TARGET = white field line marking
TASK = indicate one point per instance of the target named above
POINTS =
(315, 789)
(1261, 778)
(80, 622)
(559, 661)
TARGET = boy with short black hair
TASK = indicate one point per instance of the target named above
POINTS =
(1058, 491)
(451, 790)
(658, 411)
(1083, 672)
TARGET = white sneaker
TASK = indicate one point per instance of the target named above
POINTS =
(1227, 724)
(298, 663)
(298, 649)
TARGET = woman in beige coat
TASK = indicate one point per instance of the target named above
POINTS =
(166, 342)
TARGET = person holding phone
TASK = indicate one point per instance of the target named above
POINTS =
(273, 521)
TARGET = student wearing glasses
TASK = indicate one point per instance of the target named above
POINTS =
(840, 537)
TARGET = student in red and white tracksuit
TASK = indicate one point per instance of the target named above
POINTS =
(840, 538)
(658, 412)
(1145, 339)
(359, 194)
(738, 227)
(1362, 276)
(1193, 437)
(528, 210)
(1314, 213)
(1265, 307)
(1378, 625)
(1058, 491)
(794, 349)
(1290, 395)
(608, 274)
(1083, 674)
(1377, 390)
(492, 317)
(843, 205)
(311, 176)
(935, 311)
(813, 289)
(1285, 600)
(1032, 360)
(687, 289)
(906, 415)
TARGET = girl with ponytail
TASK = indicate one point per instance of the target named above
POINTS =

--*--

Aim of the exercise ->
Quote the entries above from their very first line through the line containing "(1083, 672)", with both ends included and every character unchanged.

Solution to the problem ->
TARGET = white field line marking
TASK = indicate one point per instance of the target named above
POINTS =
(315, 789)
(1261, 778)
(80, 622)
(559, 661)
TARGET = boy with short black hair
TASK = indicate one point per instance of the target named above
POINTS =
(1058, 491)
(451, 790)
(658, 411)
(1083, 672)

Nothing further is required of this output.